> 本文抜粋

========================================================================

「セカンダリー投資」とは、IPO(新規上場)株が上場した直後、値動きの大きいタイミングで投資し、利益を狙う手法のことだ。具体的にどのような方法なのか、始め方やメリット、注意点とともに解説する。
1,セカンダリー投資とは
セカンダリー投資とは、上場したIPO株に初値がついた後に投資する手法をいう。
IPOとは?
IPO(Initial Public Offering)とは、未上場の株式を証券取引所(株式市場)に上場し、一般の投資家が株を売買できるようにする手続きのこと。(新規)株式公開ともいわれる。
IPOの方法には、新たに株券を発行して株式市場で資金を調達する「公募増資」と、すでに株主に保有されていた株式を市場に放出する「売出し」がある。
一般の投資家が上場前の公募でIPO株を取得するには、募集に応募し、割り当てを受ける必要がある。IPO株の初値は公募価格を上回ることが多いため、公募価格で買い、上場後に売却する「IPO株投資」は、儲かりやすい投資手法として個人投資家からの人気が高い。
プライマリーマーケットとセカンダリーマーケットの違い
株式市場(マーケット)は、その機能・役割の違いにより、プライマリーマーケットとセカンダリーマーケットの2つに分類される。

========================================================================

> 資料
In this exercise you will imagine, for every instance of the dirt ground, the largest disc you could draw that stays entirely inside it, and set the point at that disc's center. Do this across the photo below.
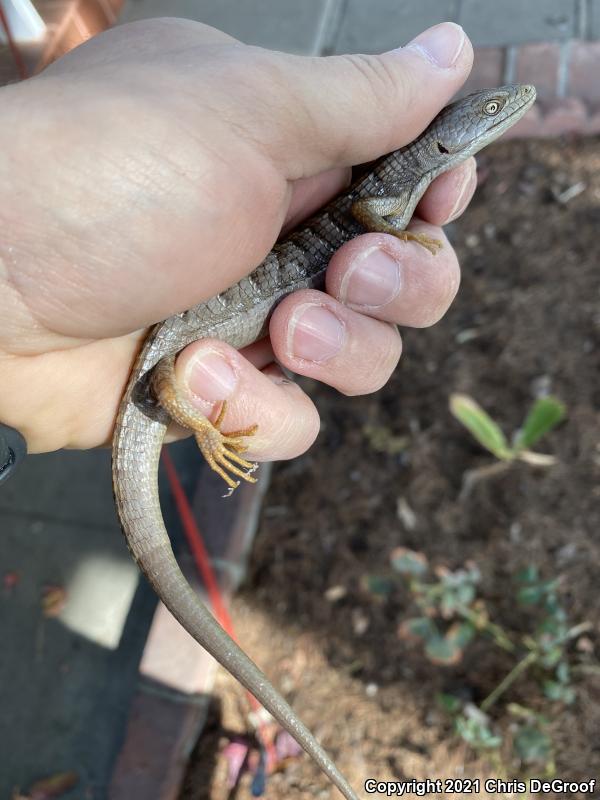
(527, 319)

========================================================================

> 指示 1
本文抜粋のうち、「IPOの方法には、新たに株券」を含む語句から書き写し始め、「個人投資家からの人気が高い。」の後で止めてください。
> 指示 2
本文抜粋の内容について、次の問いに答えてください。
(a) IPOは別名で何ともいわれるか。
(b) IPOの方法のうち、すでに株主が保有していた株式を市場に放出するものを何と呼ぶか。
(c) 株式市場は、機能・役割の違いによって何と何の2つに分類されるか。

> 解答 1
IPOの方法には、新たに株券を発行して株式市場で資金を調達する「公募増資」と、すでに株主に保有されていた株式を市場に放出する「売出し」がある。
一般の投資家が上場前の公募でIPO株を取得するには、募集に応募し、割り当てを受ける必要がある。IPO株の初値は公募価格を上回ることが多いため、公募価格で買い、上場後に売却する「IPO株投資」は、儲かりやすい投資手法として個人投資家からの人気が高い。

> 解答 2
(a) (新規)株式公開
(b) 売出し
(c) プライマリーマーケットとセカンダリーマーケット